Object detection data
'''
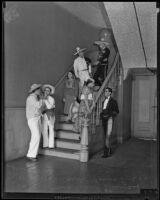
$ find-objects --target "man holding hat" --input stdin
[42,84,55,148]
[74,47,94,97]
[26,84,44,161]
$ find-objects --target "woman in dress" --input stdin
[63,71,78,115]
[73,80,95,133]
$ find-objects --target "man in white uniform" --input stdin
[42,84,55,148]
[74,47,94,95]
[26,84,43,161]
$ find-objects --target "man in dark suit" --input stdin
[100,87,119,158]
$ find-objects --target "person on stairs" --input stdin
[93,41,110,86]
[66,97,80,123]
[100,87,119,158]
[63,71,78,115]
[26,84,44,161]
[42,84,55,148]
[73,47,94,97]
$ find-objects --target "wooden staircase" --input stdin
[39,115,81,160]
[39,53,123,162]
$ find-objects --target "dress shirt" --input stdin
[103,96,110,109]
[44,96,55,109]
[26,93,42,120]
[74,57,88,78]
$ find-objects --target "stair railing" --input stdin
[80,53,121,162]
[54,64,73,88]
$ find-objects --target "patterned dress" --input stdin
[64,79,78,115]
[73,90,93,133]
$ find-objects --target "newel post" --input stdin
[80,119,89,162]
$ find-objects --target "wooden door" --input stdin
[132,75,157,139]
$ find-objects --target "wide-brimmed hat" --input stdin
[28,83,42,93]
[42,84,55,94]
[73,47,86,55]
[93,40,111,46]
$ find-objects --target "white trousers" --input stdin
[27,117,41,158]
[107,117,113,137]
[42,114,55,148]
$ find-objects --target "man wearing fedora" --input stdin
[26,84,44,161]
[74,47,94,95]
[94,41,110,86]
[100,87,119,158]
[42,84,55,148]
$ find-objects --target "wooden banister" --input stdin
[55,65,73,88]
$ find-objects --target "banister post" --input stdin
[80,119,89,162]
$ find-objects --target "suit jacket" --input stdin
[101,97,119,119]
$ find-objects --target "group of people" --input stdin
[63,41,119,158]
[26,84,55,161]
[26,41,119,161]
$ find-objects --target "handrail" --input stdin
[54,64,73,88]
[95,52,119,103]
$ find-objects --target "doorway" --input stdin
[131,69,157,140]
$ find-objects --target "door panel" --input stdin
[132,76,156,139]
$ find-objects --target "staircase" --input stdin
[39,115,81,160]
[39,53,122,162]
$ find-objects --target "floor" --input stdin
[4,138,157,197]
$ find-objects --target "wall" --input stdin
[4,2,99,160]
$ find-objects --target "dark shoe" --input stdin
[101,154,108,158]
[27,157,37,162]
[102,148,108,158]
[108,148,112,156]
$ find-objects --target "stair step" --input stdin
[55,139,81,150]
[56,130,80,140]
[58,115,68,122]
[55,122,73,131]
[39,148,80,160]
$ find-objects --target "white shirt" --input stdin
[103,96,110,109]
[44,96,55,109]
[80,93,93,100]
[26,93,42,120]
[74,57,88,78]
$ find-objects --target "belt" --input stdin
[81,69,88,71]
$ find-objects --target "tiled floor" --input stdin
[4,139,157,194]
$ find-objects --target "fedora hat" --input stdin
[29,83,42,93]
[73,47,86,55]
[42,84,55,94]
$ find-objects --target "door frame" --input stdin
[131,68,157,140]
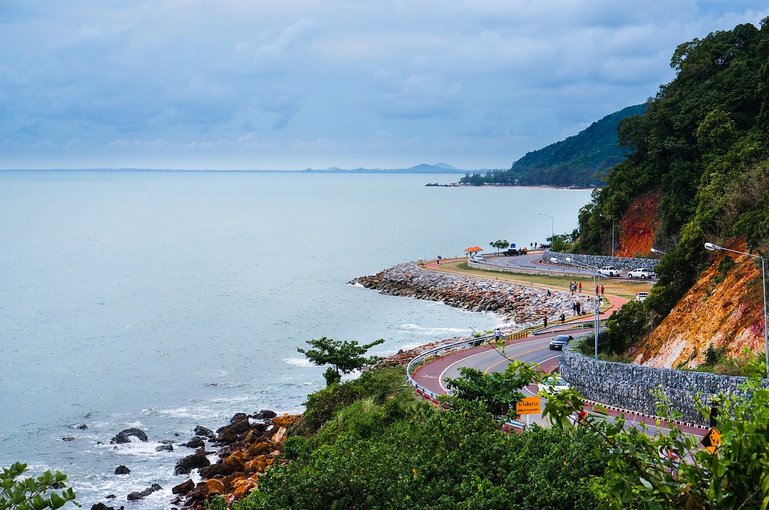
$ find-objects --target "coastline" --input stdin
[94,262,580,510]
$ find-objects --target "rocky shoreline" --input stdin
[91,263,591,510]
[91,410,301,510]
[349,262,592,328]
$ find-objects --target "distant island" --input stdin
[459,104,646,188]
[301,163,467,174]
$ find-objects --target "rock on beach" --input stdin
[350,262,592,327]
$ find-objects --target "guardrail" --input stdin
[406,329,529,433]
[406,335,494,404]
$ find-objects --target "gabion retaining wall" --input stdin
[559,347,756,425]
[542,250,659,270]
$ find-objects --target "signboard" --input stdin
[700,428,721,453]
[515,397,541,414]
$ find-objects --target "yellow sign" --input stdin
[700,428,721,453]
[515,397,541,414]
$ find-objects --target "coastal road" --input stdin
[413,330,572,394]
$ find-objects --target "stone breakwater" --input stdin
[350,263,592,327]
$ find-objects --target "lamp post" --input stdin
[705,243,769,378]
[550,257,601,359]
[537,213,555,246]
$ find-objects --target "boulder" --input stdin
[182,436,206,448]
[193,425,214,437]
[174,453,211,475]
[171,478,195,494]
[109,427,149,444]
[91,503,115,510]
[127,483,163,501]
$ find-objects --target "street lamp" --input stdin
[537,213,555,246]
[550,257,601,359]
[705,243,769,378]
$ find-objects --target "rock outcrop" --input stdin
[350,263,590,327]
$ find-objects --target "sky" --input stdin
[0,0,769,169]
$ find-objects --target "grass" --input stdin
[428,260,652,299]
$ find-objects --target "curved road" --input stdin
[413,330,584,394]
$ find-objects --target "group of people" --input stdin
[569,282,582,296]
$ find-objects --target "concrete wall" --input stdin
[542,250,659,270]
[560,347,760,425]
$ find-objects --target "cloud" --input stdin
[0,0,769,168]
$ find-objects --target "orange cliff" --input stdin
[629,241,764,368]
[616,191,660,257]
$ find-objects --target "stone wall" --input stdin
[542,250,659,270]
[560,347,760,425]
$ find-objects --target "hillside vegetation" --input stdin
[459,104,646,187]
[576,18,769,362]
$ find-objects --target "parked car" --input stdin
[550,335,574,351]
[598,266,619,276]
[537,375,571,393]
[627,267,657,280]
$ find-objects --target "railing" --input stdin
[406,335,494,404]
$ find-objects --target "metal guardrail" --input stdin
[406,335,494,404]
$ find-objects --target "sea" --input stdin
[0,171,590,510]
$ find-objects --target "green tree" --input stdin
[444,361,540,418]
[489,239,510,253]
[297,336,384,386]
[0,462,80,510]
[543,362,769,510]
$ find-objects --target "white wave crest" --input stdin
[283,356,313,368]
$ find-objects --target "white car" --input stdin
[627,267,657,280]
[537,375,571,393]
[598,266,619,276]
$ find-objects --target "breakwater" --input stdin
[350,263,592,327]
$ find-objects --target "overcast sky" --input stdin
[0,0,769,169]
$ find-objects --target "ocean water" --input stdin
[0,171,590,510]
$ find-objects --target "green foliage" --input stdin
[445,361,540,418]
[0,462,80,510]
[598,301,652,354]
[545,370,769,509]
[233,368,608,510]
[297,336,384,386]
[301,367,409,434]
[459,105,646,186]
[576,20,769,323]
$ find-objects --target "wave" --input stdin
[398,323,473,337]
[283,356,315,368]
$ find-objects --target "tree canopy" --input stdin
[297,336,384,385]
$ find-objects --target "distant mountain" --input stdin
[460,104,646,186]
[302,163,467,174]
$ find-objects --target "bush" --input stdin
[0,462,80,510]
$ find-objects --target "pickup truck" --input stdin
[598,266,619,276]
[627,267,656,280]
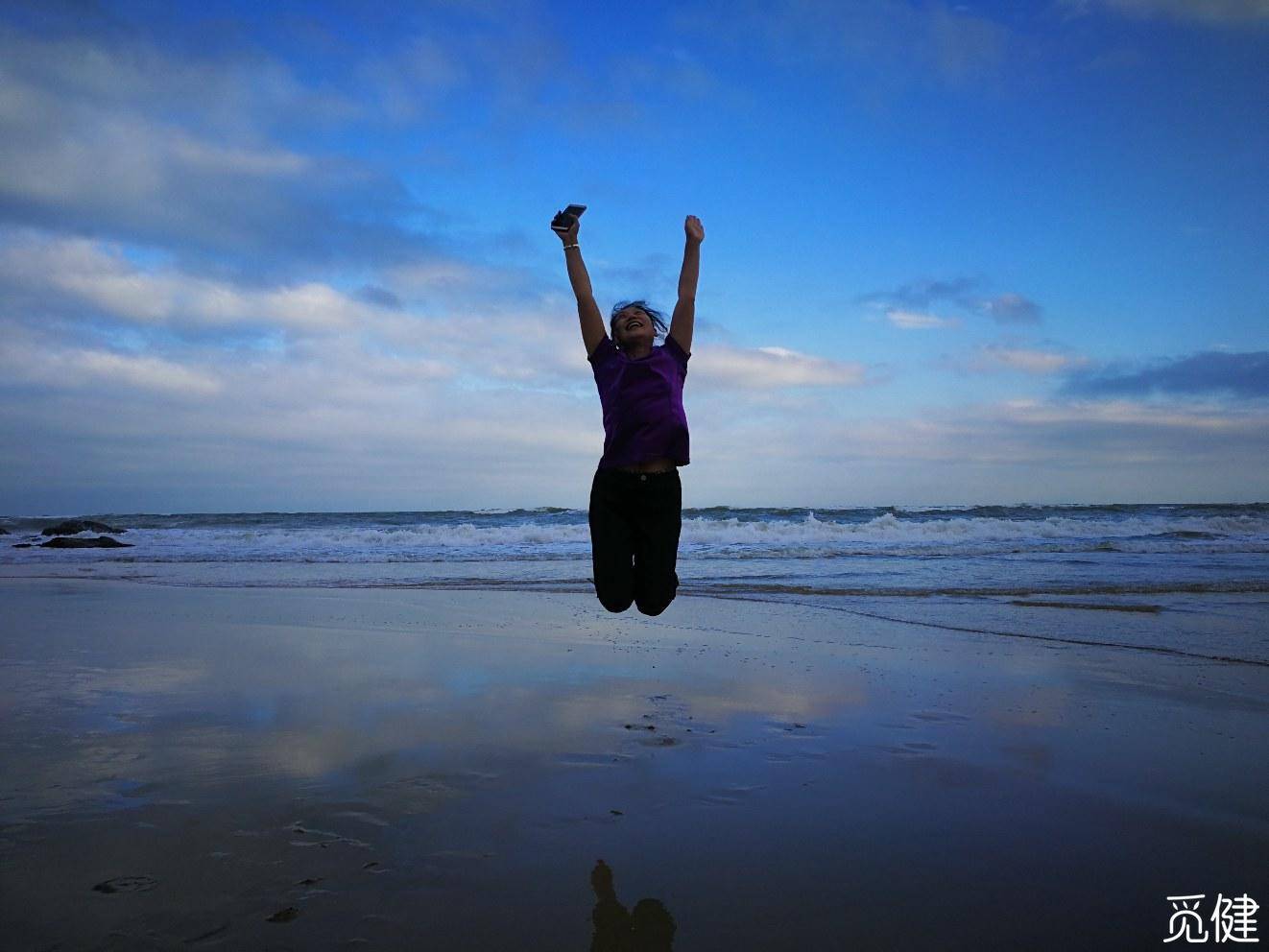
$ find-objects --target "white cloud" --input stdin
[965,344,1088,374]
[0,236,386,331]
[0,333,222,397]
[886,307,961,330]
[688,344,866,390]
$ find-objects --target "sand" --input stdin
[0,579,1269,952]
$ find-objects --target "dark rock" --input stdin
[38,536,132,548]
[93,876,158,892]
[39,519,127,536]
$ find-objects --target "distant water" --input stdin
[0,503,1269,597]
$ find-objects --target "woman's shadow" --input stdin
[590,859,675,952]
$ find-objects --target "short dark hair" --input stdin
[608,298,669,345]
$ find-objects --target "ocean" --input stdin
[0,503,1269,598]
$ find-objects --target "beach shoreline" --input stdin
[0,578,1269,951]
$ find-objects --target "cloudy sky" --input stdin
[0,0,1269,514]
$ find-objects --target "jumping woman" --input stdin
[557,207,706,614]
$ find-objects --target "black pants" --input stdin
[590,469,682,614]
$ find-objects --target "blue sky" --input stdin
[0,0,1269,512]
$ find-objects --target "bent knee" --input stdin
[634,595,674,614]
[599,594,634,613]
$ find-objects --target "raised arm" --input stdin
[556,211,606,357]
[670,215,706,354]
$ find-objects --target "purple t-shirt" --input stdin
[587,334,690,469]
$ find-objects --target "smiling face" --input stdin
[611,307,656,350]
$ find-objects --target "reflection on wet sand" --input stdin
[590,859,675,952]
[0,580,1269,952]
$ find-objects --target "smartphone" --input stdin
[551,204,587,232]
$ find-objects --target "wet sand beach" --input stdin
[0,579,1269,952]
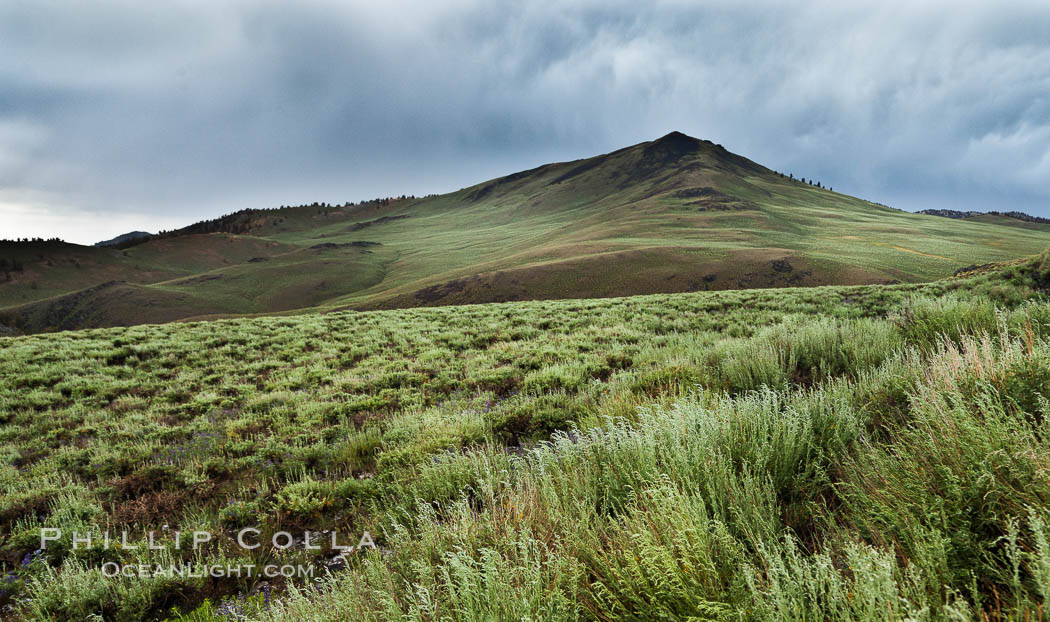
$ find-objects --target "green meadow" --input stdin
[0,249,1050,622]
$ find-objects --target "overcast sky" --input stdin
[0,0,1050,243]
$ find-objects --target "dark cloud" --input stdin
[0,0,1050,242]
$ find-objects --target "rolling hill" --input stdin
[0,132,1050,332]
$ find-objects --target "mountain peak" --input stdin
[653,130,700,145]
[645,131,705,164]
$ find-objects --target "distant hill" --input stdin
[93,231,153,247]
[0,132,1050,332]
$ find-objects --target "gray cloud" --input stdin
[0,0,1050,242]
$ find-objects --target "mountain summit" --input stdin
[0,131,1050,331]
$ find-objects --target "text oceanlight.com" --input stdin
[100,561,314,579]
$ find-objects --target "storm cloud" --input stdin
[0,0,1050,243]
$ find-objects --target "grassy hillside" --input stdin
[6,247,1050,621]
[0,133,1050,332]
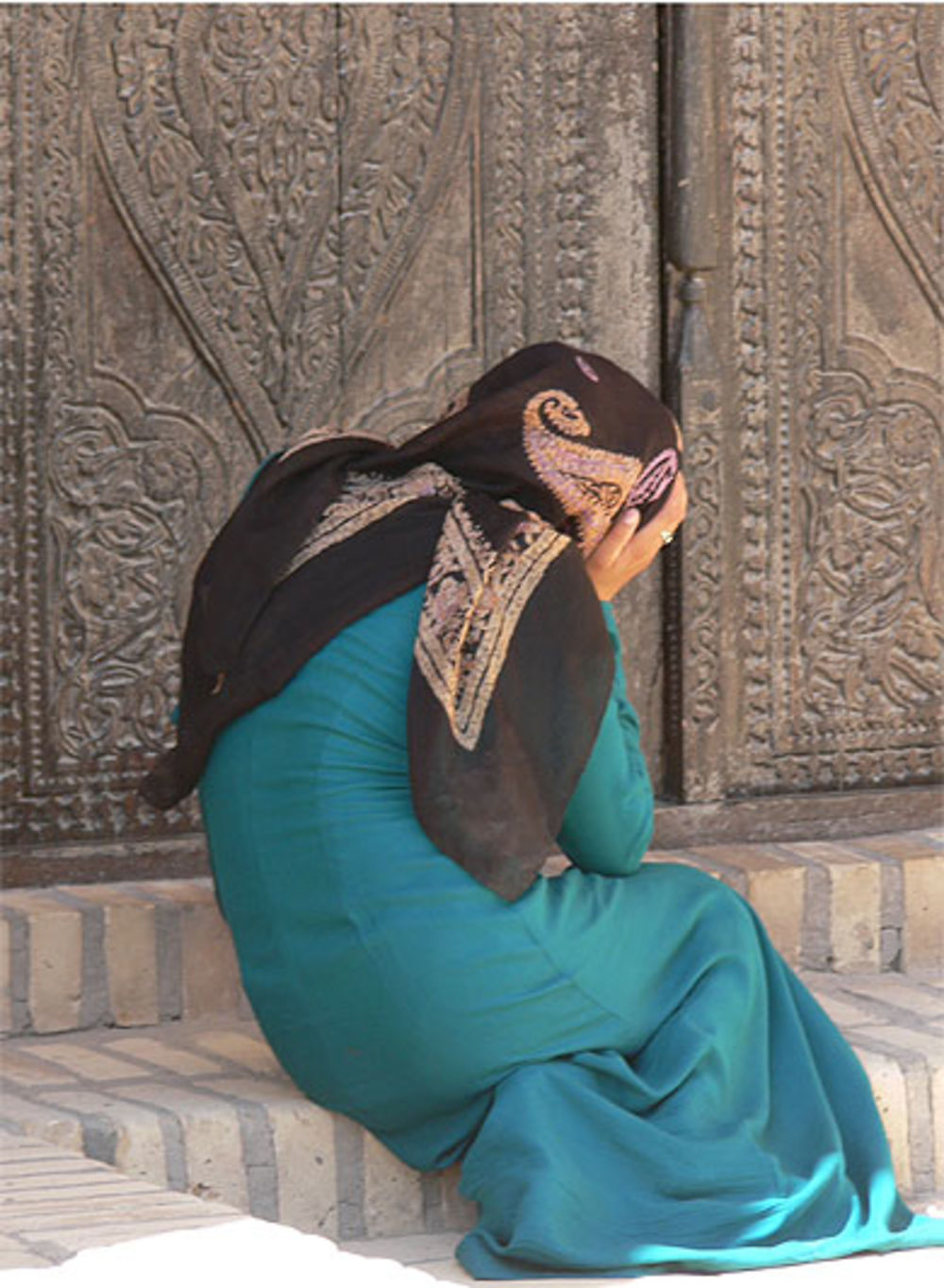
'''
### OBJECTIVE
List every line in the items above that contains the word "stone".

### THE SOLUTION
$ find-objects --target "stone breakwater" --input stdin
$ find-objects --target "stone wall" --input stdin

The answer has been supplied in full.